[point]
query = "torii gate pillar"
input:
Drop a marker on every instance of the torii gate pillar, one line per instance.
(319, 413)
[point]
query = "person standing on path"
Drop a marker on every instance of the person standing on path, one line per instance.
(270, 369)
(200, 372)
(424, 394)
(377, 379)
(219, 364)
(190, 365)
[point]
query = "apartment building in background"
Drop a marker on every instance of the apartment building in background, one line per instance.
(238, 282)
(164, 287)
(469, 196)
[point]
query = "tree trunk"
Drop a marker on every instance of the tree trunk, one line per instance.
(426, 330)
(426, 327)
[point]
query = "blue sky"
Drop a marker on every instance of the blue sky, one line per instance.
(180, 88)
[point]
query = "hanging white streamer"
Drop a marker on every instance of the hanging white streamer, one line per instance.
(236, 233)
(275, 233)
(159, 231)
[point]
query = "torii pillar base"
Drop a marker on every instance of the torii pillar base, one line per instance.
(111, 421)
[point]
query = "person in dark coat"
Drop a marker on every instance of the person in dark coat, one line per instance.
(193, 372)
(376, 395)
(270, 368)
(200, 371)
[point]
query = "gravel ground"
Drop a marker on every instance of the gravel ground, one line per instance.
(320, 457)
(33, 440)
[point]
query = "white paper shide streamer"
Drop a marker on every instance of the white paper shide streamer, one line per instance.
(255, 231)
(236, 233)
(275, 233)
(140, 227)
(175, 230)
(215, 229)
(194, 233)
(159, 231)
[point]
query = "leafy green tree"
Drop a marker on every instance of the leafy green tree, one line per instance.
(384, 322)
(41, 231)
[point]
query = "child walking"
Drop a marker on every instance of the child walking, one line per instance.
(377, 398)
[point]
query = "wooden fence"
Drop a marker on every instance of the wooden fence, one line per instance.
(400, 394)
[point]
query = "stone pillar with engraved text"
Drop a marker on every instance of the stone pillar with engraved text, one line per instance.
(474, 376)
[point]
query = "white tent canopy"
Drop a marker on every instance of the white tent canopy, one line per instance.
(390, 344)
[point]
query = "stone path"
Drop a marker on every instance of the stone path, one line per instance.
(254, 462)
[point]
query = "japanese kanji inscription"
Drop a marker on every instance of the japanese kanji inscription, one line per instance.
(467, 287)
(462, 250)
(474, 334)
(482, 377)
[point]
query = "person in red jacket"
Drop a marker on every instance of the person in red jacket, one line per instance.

◆ ◆ ◆ ◆ ◆

Exact copy required. Retype all of the entries word for word.

◆ Finished exercise:
[point]
query = "torii gate pillar"
input:
Drop a marker on every instance of the torii gate pillar, one line per instance.
(319, 413)
[point]
query = "person standing on path"
Drop a marker on every instance of the person standing on path, one line per instance.
(270, 369)
(200, 372)
(424, 394)
(377, 379)
(219, 364)
(190, 365)
[point]
query = "apartment building in background"
Drop a marker on every instance of the apartment building in background, one line per instance.
(238, 282)
(164, 287)
(469, 196)
[point]
query = "tree trunk"
Drop a marker on every instance of the tree trunk, one line per instance.
(426, 330)
(426, 327)
[point]
query = "blue sky"
Drop a marker on every instance of the blue sky, one line per instance.
(180, 88)
[point]
query = "hanging white streamer"
Drop a marker on every instance of the hanging white streamer, one line per instance.
(236, 233)
(275, 233)
(159, 231)
[point]
query = "torii pillar base"
Drop a marker on every instance of the torii pillar base, one line per instance.
(111, 421)
[point]
query = "person in dark coat"
Drop a marker on every instance of the person in dark coat, one line per instance.
(193, 372)
(376, 395)
(270, 368)
(200, 371)
[point]
query = "gravel ground"
Drop a marker on every instance of the gravel ground, one line per instance.
(320, 457)
(33, 440)
[point]
query = "white paper shide streamer"
Drop a marker on every instance of the white paper shide streamer, one line per instance.
(255, 231)
(236, 233)
(275, 233)
(140, 227)
(175, 230)
(215, 229)
(194, 233)
(159, 231)
[point]
query = "leafy green tree"
Drop a marker on every instance of the leafy green tree, one line per instance.
(384, 322)
(41, 231)
[point]
query = "child walking"
Drop a marker on every instance of the child walking, one line per instance.
(377, 398)
[point]
query = "wooden fence"
Drop a marker on every instance of the wooden fence, one line per instance.
(400, 394)
[point]
query = "stone pillar with engraved text"
Drop a marker on every instance of the stone pillar with engraved text, one line per instance.
(474, 376)
[point]
query = "white tent canopy"
Drop a marker on every instance of the white tent canopy, one line per instance.
(390, 344)
[point]
query = "stone path"
Drop a marker on every instance of the stone path, one line per instance.
(254, 462)
[point]
query = "japanese kanji inscription"
Drop a marker on every instance of the japanese kanji inscription, one line per instance.
(467, 287)
(462, 250)
(474, 334)
(482, 377)
[point]
query = "person in red jacket"
Drop a marker on every instance of the person in red jacket, one line per instance.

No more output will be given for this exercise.